=== Rows ===

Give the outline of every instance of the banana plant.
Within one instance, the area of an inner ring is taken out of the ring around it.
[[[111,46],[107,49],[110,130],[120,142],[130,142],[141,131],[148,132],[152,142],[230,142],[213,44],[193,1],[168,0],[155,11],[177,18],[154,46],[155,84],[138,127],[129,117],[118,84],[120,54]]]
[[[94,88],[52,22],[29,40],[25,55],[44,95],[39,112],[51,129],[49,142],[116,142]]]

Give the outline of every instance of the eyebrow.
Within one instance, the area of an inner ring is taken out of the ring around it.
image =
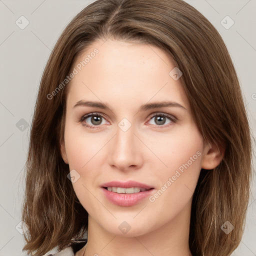
[[[112,112],[112,110],[108,106],[107,104],[100,102],[84,101],[81,100],[78,102],[76,104],[73,106],[73,108],[77,108],[78,106],[92,106],[94,108],[100,108],[108,110]],[[144,104],[140,106],[140,108],[138,112],[142,111],[146,111],[146,110],[154,108],[164,108],[167,106],[180,108],[186,110],[186,108],[184,108],[179,103],[175,102],[164,101],[161,102],[155,102],[152,103],[146,103],[146,104]]]

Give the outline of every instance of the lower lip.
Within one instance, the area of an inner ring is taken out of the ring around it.
[[[132,194],[118,194],[102,188],[106,198],[114,204],[120,206],[132,206],[138,204],[152,194],[154,189]]]

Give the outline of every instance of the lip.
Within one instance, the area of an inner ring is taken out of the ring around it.
[[[150,190],[132,194],[118,194],[108,191],[104,188],[108,186],[126,188],[136,187]],[[146,198],[148,198],[155,190],[154,188],[149,185],[133,180],[128,180],[126,182],[114,181],[105,183],[102,185],[101,189],[105,196],[110,202],[114,204],[122,206],[132,206],[138,204]]]
[[[108,186],[116,186],[116,188],[146,188],[150,190],[154,188],[150,185],[144,184],[140,182],[135,182],[134,180],[128,180],[127,182],[118,182],[112,181],[102,184],[100,186],[102,188],[108,188]]]

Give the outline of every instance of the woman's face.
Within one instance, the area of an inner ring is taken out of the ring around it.
[[[89,218],[127,236],[188,218],[206,148],[170,58],[108,40],[74,68],[62,154]]]

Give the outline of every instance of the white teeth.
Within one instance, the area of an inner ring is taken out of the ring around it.
[[[118,193],[125,193],[126,189],[124,188],[116,188],[116,192]]]
[[[116,188],[116,186],[108,186],[107,189],[108,191],[112,191],[118,194],[132,194],[134,193],[138,193],[138,192],[146,191],[146,188]]]

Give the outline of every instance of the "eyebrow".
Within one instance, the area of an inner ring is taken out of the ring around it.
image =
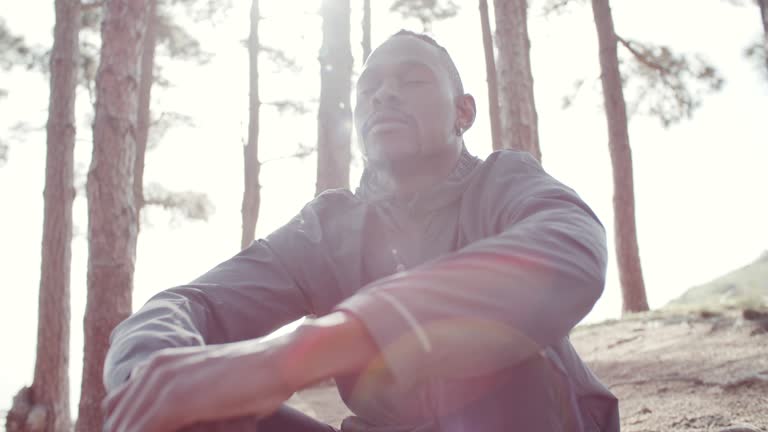
[[[432,71],[432,68],[429,67],[428,64],[420,62],[418,60],[405,60],[405,61],[402,61],[402,62],[399,62],[399,63],[395,64],[395,67],[403,68],[403,69],[405,69],[406,72],[411,70],[411,69],[416,69],[416,68],[424,68],[424,69],[427,69],[430,72]],[[369,71],[371,71],[371,72],[369,72]],[[357,78],[357,82],[359,83],[360,81],[363,81],[368,75],[370,75],[372,73],[375,73],[375,72],[377,72],[377,69],[376,69],[375,65],[372,66],[372,67],[365,68],[365,70],[363,70],[363,72]]]

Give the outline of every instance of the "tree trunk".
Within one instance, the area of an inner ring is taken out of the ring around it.
[[[363,63],[371,55],[371,0],[363,0]]]
[[[491,143],[493,150],[501,147],[501,116],[499,115],[499,84],[496,80],[496,60],[491,36],[491,20],[488,17],[488,0],[480,0],[480,27],[485,48],[485,76],[488,82],[488,114],[491,117]]]
[[[616,258],[624,299],[623,311],[648,310],[643,271],[635,227],[635,192],[632,174],[632,150],[627,131],[627,108],[621,87],[621,74],[616,53],[609,0],[592,0],[603,84],[605,117],[608,121],[608,147],[613,165],[613,212]]]
[[[259,185],[259,0],[251,2],[251,34],[248,38],[248,57],[250,65],[250,95],[248,107],[248,144],[243,148],[245,169],[245,188],[243,189],[243,236],[240,247],[245,249],[256,238],[256,221],[259,219],[261,204],[261,186]]]
[[[23,419],[25,425],[17,430],[64,432],[71,428],[69,279],[72,262],[72,201],[75,197],[75,92],[79,64],[80,2],[56,0],[55,9],[56,24],[50,60],[51,94],[46,130],[37,358],[34,381],[28,393],[28,402],[34,408],[23,415],[26,417]],[[33,410],[37,413],[33,413]],[[10,424],[7,426],[8,430],[14,428]]]
[[[352,133],[352,47],[349,0],[323,0],[316,194],[349,187]]]
[[[538,117],[533,99],[531,42],[526,0],[494,0],[501,112],[501,146],[541,161]]]
[[[88,303],[78,432],[102,430],[109,335],[131,313],[137,235],[133,179],[146,0],[110,0],[101,27],[93,156],[88,171]]]
[[[141,210],[144,208],[144,159],[147,154],[149,126],[151,122],[150,105],[152,102],[152,84],[155,82],[155,47],[157,46],[157,0],[149,2],[147,31],[144,36],[144,48],[141,53],[141,72],[139,77],[139,111],[136,118],[136,161],[133,172],[133,199],[136,209],[136,230],[141,229]],[[138,236],[136,237],[138,241]],[[135,248],[135,246],[134,246]]]
[[[765,53],[765,69],[768,72],[768,0],[757,0],[760,6],[760,17],[763,21],[763,53]]]

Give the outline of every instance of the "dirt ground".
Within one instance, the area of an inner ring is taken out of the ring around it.
[[[624,432],[768,432],[766,312],[653,312],[578,327],[571,340],[619,397]],[[328,385],[290,403],[335,426],[349,415]]]

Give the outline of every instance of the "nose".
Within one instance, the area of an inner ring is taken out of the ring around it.
[[[395,105],[400,102],[397,83],[392,80],[384,80],[373,94],[373,105]]]

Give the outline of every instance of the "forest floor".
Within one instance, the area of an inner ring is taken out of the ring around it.
[[[619,397],[624,432],[768,432],[768,312],[660,310],[579,326],[571,340]],[[290,403],[337,427],[349,415],[329,385]]]

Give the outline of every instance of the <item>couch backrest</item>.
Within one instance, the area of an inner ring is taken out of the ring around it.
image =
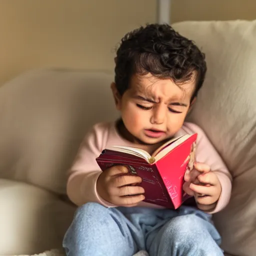
[[[39,70],[0,88],[0,178],[66,193],[66,173],[88,129],[115,119],[104,72]]]
[[[208,72],[188,120],[200,126],[234,177],[231,200],[214,216],[224,250],[256,253],[256,20],[174,25],[206,54]]]

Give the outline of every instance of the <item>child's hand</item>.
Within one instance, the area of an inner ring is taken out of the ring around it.
[[[198,207],[206,212],[216,207],[220,196],[222,186],[216,174],[204,164],[195,163],[194,169],[185,174],[184,190],[194,196]]]
[[[104,200],[118,206],[136,206],[145,197],[144,189],[138,186],[142,178],[128,174],[124,166],[116,166],[102,172],[97,181],[99,196]]]

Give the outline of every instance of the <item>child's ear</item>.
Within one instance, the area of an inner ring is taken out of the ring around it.
[[[111,90],[112,90],[112,93],[114,97],[114,104],[118,110],[120,110],[121,109],[121,99],[122,97],[118,92],[118,89],[116,88],[116,83],[112,82],[111,84]]]

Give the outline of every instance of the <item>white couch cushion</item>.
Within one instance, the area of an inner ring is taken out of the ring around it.
[[[87,129],[114,119],[112,75],[39,70],[0,88],[0,178],[66,194]]]
[[[200,126],[234,177],[228,206],[214,221],[222,247],[234,255],[256,252],[256,20],[174,25],[206,54],[208,72],[189,118]]]
[[[52,193],[0,179],[0,255],[34,254],[62,247],[74,208]]]

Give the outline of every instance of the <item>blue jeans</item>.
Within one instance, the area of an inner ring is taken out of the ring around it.
[[[67,256],[222,256],[211,216],[194,208],[78,208],[63,242]]]

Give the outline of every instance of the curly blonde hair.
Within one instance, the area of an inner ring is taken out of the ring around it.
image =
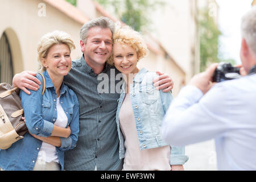
[[[121,27],[119,24],[115,24],[112,42],[113,45],[119,43],[131,46],[136,51],[138,61],[146,57],[149,53],[142,35],[128,26]],[[107,63],[110,65],[114,65],[113,51],[110,57],[108,59]]]

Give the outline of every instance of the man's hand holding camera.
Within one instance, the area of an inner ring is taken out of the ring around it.
[[[217,66],[217,63],[213,64],[205,72],[195,75],[189,85],[196,86],[205,94],[216,84],[212,82],[212,77]]]

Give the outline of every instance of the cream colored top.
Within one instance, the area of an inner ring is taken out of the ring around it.
[[[122,170],[171,170],[169,146],[141,150],[129,93],[126,94],[122,104],[119,121],[126,149]]]

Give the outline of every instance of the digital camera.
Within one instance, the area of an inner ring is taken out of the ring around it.
[[[213,73],[213,81],[219,82],[238,78],[241,77],[240,70],[240,68],[233,67],[230,63],[220,63]]]

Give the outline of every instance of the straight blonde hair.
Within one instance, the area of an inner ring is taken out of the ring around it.
[[[44,35],[38,46],[38,61],[39,63],[39,72],[43,72],[46,70],[42,63],[42,59],[47,56],[49,49],[56,44],[65,44],[69,51],[76,48],[74,42],[71,36],[67,33],[58,30],[48,33]]]

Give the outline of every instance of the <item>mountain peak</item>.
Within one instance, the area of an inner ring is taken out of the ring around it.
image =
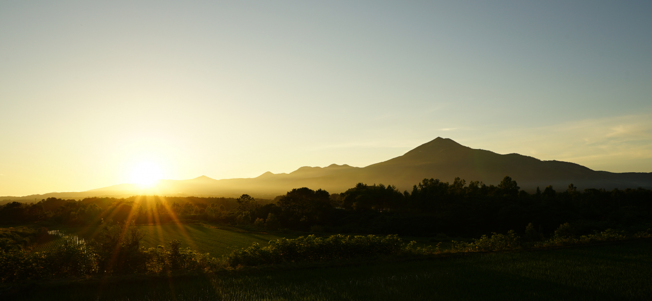
[[[331,164],[331,165],[329,165],[324,167],[324,168],[346,168],[346,167],[350,167],[351,166],[349,165],[348,165],[348,164],[337,165],[337,164],[333,163],[333,164]]]
[[[193,179],[193,180],[215,180],[215,179],[209,178],[208,177],[206,177],[205,175],[202,175],[202,176],[200,176],[200,177],[196,177],[195,179]]]
[[[469,149],[469,147],[458,143],[452,139],[437,137],[430,142],[423,143],[412,150],[406,152],[406,154],[414,154],[419,152],[439,152],[445,149]]]
[[[256,178],[266,178],[267,177],[273,176],[273,175],[274,175],[274,173],[272,173],[271,171],[267,171],[265,173],[263,173],[263,174],[262,174],[262,175],[259,175],[258,177],[256,177]]]

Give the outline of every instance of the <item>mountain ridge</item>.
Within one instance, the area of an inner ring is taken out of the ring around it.
[[[292,188],[308,187],[325,189],[329,192],[343,192],[358,182],[396,186],[401,190],[410,190],[423,179],[439,179],[452,182],[455,177],[467,181],[481,180],[497,184],[506,175],[518,182],[522,189],[533,191],[552,185],[564,190],[570,183],[580,189],[595,188],[613,189],[644,187],[652,188],[652,173],[611,173],[594,171],[585,166],[557,160],[541,160],[516,153],[500,154],[490,150],[471,149],[449,138],[437,138],[423,143],[402,156],[386,161],[357,167],[347,164],[321,167],[303,166],[289,173],[274,174],[267,171],[254,178],[216,180],[202,175],[188,180],[160,180],[155,188],[142,189],[137,184],[121,184],[75,193],[115,193],[115,195],[160,194],[237,196],[248,194],[259,198],[273,198]],[[3,198],[33,199],[25,197]]]

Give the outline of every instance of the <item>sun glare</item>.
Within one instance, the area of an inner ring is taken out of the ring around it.
[[[161,179],[161,169],[151,162],[141,162],[134,167],[131,180],[143,186],[152,186]]]

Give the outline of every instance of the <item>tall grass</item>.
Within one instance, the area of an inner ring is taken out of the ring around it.
[[[67,285],[32,300],[649,300],[652,242],[290,271]]]

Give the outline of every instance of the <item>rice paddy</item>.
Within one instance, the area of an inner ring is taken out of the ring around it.
[[[22,300],[649,300],[652,242],[31,290]]]
[[[230,253],[233,248],[246,248],[254,242],[267,244],[269,240],[286,237],[297,238],[292,235],[259,234],[236,232],[212,227],[201,224],[164,224],[137,226],[145,235],[141,245],[145,247],[165,246],[172,240],[179,240],[183,248],[190,248],[201,253],[209,253],[219,257]],[[100,227],[77,227],[60,228],[57,231],[74,237],[88,239],[95,237],[100,231]],[[48,242],[48,248],[61,244],[63,239]],[[39,246],[37,249],[42,250]]]

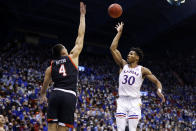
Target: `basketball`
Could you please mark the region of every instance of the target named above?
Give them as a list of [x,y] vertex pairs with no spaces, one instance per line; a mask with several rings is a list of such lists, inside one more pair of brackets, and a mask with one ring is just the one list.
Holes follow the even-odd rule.
[[118,18],[122,15],[122,7],[119,4],[111,4],[108,8],[108,13],[112,18]]

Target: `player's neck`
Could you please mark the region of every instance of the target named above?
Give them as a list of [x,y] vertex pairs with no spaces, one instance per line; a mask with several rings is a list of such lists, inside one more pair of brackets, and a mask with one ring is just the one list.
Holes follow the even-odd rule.
[[135,68],[135,67],[137,67],[137,66],[138,66],[137,62],[129,63],[129,67],[130,67],[130,68]]

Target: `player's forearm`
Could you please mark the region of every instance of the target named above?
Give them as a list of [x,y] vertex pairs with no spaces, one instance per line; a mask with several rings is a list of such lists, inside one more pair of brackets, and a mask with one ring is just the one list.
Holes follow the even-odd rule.
[[156,83],[156,86],[157,86],[157,94],[158,94],[158,96],[160,97],[160,96],[161,96],[161,93],[162,93],[162,84],[161,84],[161,82],[158,81],[158,82]]
[[84,37],[85,34],[85,15],[81,14],[80,15],[80,25],[78,29],[78,36],[79,37]]
[[114,39],[113,39],[113,41],[112,41],[112,44],[111,44],[111,46],[110,46],[110,50],[115,50],[115,49],[117,49],[117,47],[118,47],[118,42],[119,42],[119,39],[120,39],[120,37],[121,37],[121,34],[122,34],[122,32],[118,32],[118,33],[116,34],[116,36],[114,37]]

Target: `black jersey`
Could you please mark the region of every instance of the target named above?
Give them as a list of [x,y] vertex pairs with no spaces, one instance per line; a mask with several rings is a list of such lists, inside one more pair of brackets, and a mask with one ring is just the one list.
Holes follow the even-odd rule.
[[69,56],[51,62],[52,81],[54,88],[72,90],[76,92],[78,70]]

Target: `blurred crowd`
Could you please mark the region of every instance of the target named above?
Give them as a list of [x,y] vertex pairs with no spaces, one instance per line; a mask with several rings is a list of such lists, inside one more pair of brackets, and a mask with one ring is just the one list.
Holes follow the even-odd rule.
[[[39,92],[50,65],[48,52],[27,44],[7,48],[0,54],[0,123],[5,121],[6,131],[47,131],[47,103],[39,103]],[[145,80],[139,130],[196,130],[195,56],[193,51],[187,57],[169,54],[171,59],[143,62],[162,82],[166,103],[160,105],[156,87]],[[118,66],[109,56],[92,55],[83,55],[80,65],[85,70],[79,72],[74,130],[115,131]],[[47,96],[51,91],[52,84]]]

===

# Task details
Show every line of the material that contains the string "camera".

# Correct answer
Give the outline of every instance of the man's hand holding camera.
Give the outline of every instance of the digital camera.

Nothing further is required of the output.